---------- TEXT BLOCK ----------
GARDIAN, the first pan-CGIAR search engine for agricultural data, is intended as an important step toward bringing together valuable scientific knowledge, generated across the CGIAR network and beyond. The big data platform launched the latest version of GARDIAN in June 2019. The platform embraces the power of big data analytics, supporting CGIAR as it becomes a leader in generating actionable data-driven insights. It shall build capacity to generate and manage big data, and is to comply with open access/open data principles to unlock important research and datasets. It also shall empower researchers to strengthen data analytical capacity, developing practical big data tools and services in a coordinated way, and it shall address critical gaps, both organisational and technical, expanding the horizon of CGIAR research. The platform is co-led by the International Center for Tropical Agriculture (CIAT) and the International Food Policy Research Institute (IFPRI).
“For data to be truly valuable, it has to be reusable. This is why we want to shift the conversation from discussing open data to why data also needs to be FAIR,” emphasises Medha Devare, author and architect of the GARDIAN. “For example, you could have a PDF of an open dataset uploaded into a repository, but the question is what can you really do with that data? For that data to really power innovation, and to aggregate with other interesting or relevant datasets, you need it to be findable, accessible, interoperable and reusable. You need that data to be FAIR,” Devare explains.
---------- DATA SHOWN ----------
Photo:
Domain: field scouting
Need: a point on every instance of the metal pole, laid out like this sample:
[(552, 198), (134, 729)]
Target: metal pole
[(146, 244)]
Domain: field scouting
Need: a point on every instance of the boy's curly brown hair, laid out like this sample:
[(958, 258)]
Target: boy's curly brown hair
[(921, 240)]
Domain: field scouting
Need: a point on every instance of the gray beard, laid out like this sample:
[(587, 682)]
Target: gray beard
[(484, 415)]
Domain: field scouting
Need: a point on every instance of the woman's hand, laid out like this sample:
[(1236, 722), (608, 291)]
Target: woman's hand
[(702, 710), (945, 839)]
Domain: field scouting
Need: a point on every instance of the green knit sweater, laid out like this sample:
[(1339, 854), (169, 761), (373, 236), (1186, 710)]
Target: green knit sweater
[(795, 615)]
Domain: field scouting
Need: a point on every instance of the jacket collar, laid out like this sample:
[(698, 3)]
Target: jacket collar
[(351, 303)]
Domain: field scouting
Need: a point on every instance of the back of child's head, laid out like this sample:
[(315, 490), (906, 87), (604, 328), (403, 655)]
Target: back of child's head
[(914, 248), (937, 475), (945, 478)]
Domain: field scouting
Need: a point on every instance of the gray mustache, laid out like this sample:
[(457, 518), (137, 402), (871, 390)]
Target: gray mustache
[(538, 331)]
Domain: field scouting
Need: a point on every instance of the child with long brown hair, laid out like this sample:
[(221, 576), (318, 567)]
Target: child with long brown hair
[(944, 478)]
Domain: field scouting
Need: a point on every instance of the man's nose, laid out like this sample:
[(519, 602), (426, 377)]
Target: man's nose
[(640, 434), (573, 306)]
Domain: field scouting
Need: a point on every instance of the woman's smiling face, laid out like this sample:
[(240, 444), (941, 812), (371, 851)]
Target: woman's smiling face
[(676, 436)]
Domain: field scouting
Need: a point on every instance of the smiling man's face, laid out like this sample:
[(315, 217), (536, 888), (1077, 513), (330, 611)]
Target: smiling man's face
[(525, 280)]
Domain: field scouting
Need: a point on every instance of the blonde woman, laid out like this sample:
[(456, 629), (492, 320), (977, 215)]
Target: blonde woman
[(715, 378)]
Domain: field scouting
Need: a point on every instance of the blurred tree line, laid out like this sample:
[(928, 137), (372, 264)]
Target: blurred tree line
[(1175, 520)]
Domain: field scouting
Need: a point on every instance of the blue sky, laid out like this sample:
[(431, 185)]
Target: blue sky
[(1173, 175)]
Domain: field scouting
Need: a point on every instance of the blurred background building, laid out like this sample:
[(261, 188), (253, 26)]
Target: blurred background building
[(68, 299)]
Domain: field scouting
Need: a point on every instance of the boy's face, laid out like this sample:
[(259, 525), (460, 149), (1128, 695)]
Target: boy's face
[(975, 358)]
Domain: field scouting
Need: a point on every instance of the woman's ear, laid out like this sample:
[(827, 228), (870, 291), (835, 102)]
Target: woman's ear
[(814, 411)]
----------
# [TASK SET]
- 1) Do these statements agree with the GARDIAN text? Answer yes or no for each, and quote the words from the text that decide it.
(a) The platform is co-led by CIAT and IFPRI.
(b) The latest version of GARDIAN was launched in June 2018.
(c) Devare wants to keep the conversation focused on open data.
- 2) Answer these questions from the GARDIAN text.
(a) What does the text call GARDIAN?
(b) What role does the text give Medha Devare?
(c) What four qualities make data FAIR?
- 3) Write the next part of the GARDIAN text, starting after its last sentence.

# [ANSWERS GIVEN]
- 1)
(a) Yes: "The platform is co-led by the International Center for Tropical Agriculture (CIAT) and the International Food Policy Research Institute (IFPRI)."
(b) No: "launched the latest version of GARDIAN in June 2019"
(c) No: "we want to shift the conversation from discussing open data to why data also needs to be FAIR"

- 2)
(a) The first pan-CGIAR search engine for agricultural data.
(b) Author and architect of the GARDIAN.
(c) Findable, accessible, interoperable and reusable.

- 3)
For a resource to be findable, it needs persistent identifiers, rich metadata and good documentation. To be accessible, it has to have a clear usage license – ideally not restrictive – and provide access to both the metadata and the physical file. To be interoperable, it should include industry standards for metadata and data which involves using controlled vocabularies and semantic standards. Such standards enable the use of the same ‘language’ across different information resources, allowing for interpretation and aggregation — at both a human and machine level. Once a resource has achieved a composite of all of these value dimensions, it can be considered reusable – and FAIR.
CGIAR Centers typically have two separate repositories: one for data and one for publications. Generally, the repositories are on different platforms that don’t speak to each other. GARDIAN shall allow users to quickly and easily find agricultural information across the 30-odd data and publications platforms of the 15 CGIAR Centers and 11 gene banks. It currently points to approximately 100,000 publications and 3,000 data sets. The tool shall soon enable the discovery of resources beyond CGIAR as well.
“We needed a way for people to search across CGIAR Centers and beyond, using single or multiple keywords – such as gender, nutrition, or drought-tolerant maize – to identify resources that exist for that topic,” explains Devare.